# TRECHO DO DOCUMENTO:
────────────────

Tribunal do Júri e delitos conexos: Ver o título Tribunal do Júri e conexão ou continência em comentários ao artigo 78.
Desclassificação pela pronúncia e pelos jurados
Desclassificação pela pronúncia, providências e delitos conexos: Com a sentença de pronúncia, o acusado é enviado a julgamento pelo júri popular. Essa sentença representa uma aceitação da viabilidade ou da razoabilidade da tese acusatória, não mais que isso. Finaliza a primeira fase do procedimento do júri (fase instrutória) e dá início à segunda (prévia ao julgamento). Nessa decisão, o magistrado pode desclassificar a infração imputada, ou seja, decidir que não se trata de crime contra a vida, e, por conseguinte, a competência para o julgamento é deslocada do Tribunal do Júri para o juiz singular. Nos termos do artigo 419 do CPP, isso significa que o juiz se convence da existência de crime diverso dos referidos no § 1o do art. 74 (crimes dolosos contra a vida) e, não sendo competente para o julgamento, remete os autos ao juiz que o seja, juntamente com os autos dos delitos conexos (se houver). Assinale-se que a referência feita ao artigo 410 no parágrafo 3o do presente artigo 74 encontra-se desatualizada e deve ser entendida como sendo ao artigo 419 do CPP.
Desclassificação pelo Tribunal do Júri, providências e delitos conexos: Se os jurados, em votação secreta, desclassificarem a infração penal (entenderem não haver delito doloso contra a vida), o presidente do tribunal, ao contrário do que se verifica quando a desclassificação se dá na fase da pronúncia, está autorizado a proferir sentença. Havendo delitos conexos, o presidente deverá julgá-los também (artigo 492, parágrafo 2o). Mas, note-se bem, isso quando a desclassificação é realizada pelos jurados. Caso os jurados, em vez de desclassificar o crime doloso contra a vida, lancem uma decisão absolutória em relação a esse delito, deverão prosseguir julgando os delitos conexos (artigo 78 do CPP).
Doutrina:
Ludmila Antunes Resende: A absolvição sumária na primeira fase do júri. Âmbito Jurídico. O juiz somente desclassificará a infração penal, cuja denúncia foi recebida como delito doloso contra a vida, se a certeza for cristalina quanto à ocorrência de crime diverso daqueles previstos no art. 74, § 1º, do CPP. Registra-se que, mesmo que magistrado do sumário decida pronunciar o réu, levando-o a plenário para julgamento pelo conselho de sentença ainda existe a possibilidade da desclassificação. Isso se dá quando os jurados, em plenário, através de votos, entenderem que o crime em análise não é doloso contra a vida, atestando, assim, a incompetência do Tribunal do Júri para julgamento.

────────────────

# REGISTROS FORNECIDOS:

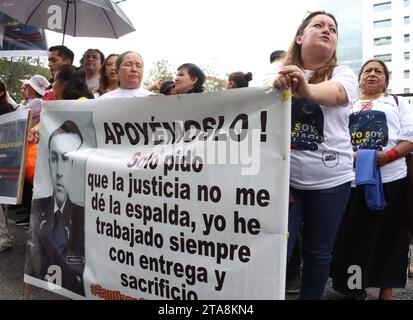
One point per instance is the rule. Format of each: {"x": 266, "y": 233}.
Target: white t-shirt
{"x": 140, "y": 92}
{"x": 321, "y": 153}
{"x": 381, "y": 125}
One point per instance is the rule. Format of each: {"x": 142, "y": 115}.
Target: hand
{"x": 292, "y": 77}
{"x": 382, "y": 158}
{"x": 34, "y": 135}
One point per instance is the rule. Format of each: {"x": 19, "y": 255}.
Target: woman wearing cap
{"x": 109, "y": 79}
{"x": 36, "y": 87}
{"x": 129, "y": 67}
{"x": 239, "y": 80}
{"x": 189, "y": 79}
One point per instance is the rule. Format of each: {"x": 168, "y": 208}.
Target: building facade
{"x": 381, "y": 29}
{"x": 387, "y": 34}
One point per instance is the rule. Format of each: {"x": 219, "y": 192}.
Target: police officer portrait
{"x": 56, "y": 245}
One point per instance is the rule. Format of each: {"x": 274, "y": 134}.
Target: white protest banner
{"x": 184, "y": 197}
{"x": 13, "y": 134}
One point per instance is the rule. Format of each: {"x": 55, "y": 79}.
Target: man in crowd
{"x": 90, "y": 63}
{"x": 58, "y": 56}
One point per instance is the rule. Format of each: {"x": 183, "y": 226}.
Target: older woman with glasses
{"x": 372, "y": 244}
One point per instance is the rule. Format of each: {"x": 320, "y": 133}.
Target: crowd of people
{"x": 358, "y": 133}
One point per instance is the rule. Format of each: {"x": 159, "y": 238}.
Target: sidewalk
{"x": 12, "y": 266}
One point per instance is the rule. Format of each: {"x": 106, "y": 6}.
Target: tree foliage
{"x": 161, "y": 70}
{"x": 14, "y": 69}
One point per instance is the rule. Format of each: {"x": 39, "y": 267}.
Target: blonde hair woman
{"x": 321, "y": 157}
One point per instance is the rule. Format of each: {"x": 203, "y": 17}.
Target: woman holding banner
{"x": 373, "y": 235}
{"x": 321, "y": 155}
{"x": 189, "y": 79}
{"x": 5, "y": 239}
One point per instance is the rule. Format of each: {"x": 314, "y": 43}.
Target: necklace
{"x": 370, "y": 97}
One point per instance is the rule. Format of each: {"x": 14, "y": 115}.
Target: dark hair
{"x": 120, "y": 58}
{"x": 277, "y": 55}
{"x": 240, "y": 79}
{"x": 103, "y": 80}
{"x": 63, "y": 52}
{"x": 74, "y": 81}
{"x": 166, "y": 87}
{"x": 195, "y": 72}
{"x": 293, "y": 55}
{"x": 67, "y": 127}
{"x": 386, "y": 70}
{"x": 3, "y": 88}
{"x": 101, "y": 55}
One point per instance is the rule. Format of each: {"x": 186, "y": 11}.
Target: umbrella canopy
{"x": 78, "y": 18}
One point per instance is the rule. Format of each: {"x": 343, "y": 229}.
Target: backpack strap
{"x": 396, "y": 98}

────────────────

# O QUE PRODUZIR:
Devolva literalmente a passagem do texto sobre desclassificação no Tribunal do Júri. Comece nas palavras "Desclassificação pelo Tribunal" e pare depois de "78 do CPP).".

# RESPOSTA AO EXERCÍCIO:
Desclassificação pelo Tribunal do Júri, providências e delitos conexos: Se os jurados, em votação secreta, desclassificarem a infração penal (entenderem não haver delito doloso contra a vida), o presidente do tribunal, ao contrário do que se verifica quando a desclassificação se dá na fase da pronúncia, está autorizado a proferir sentença. Havendo delitos conexos, o presidente deverá julgá-los também (artigo 492, parágrafo 2o). Mas, note-se bem, isso quando a desclassificação é realizada pelos jurados. Caso os jurados, em vez de desclassificar o crime doloso contra a vida, lancem uma decisão absolutória em relação a esse delito, deverão prosseguir julgando os delitos conexos (artigo 78 do CPP).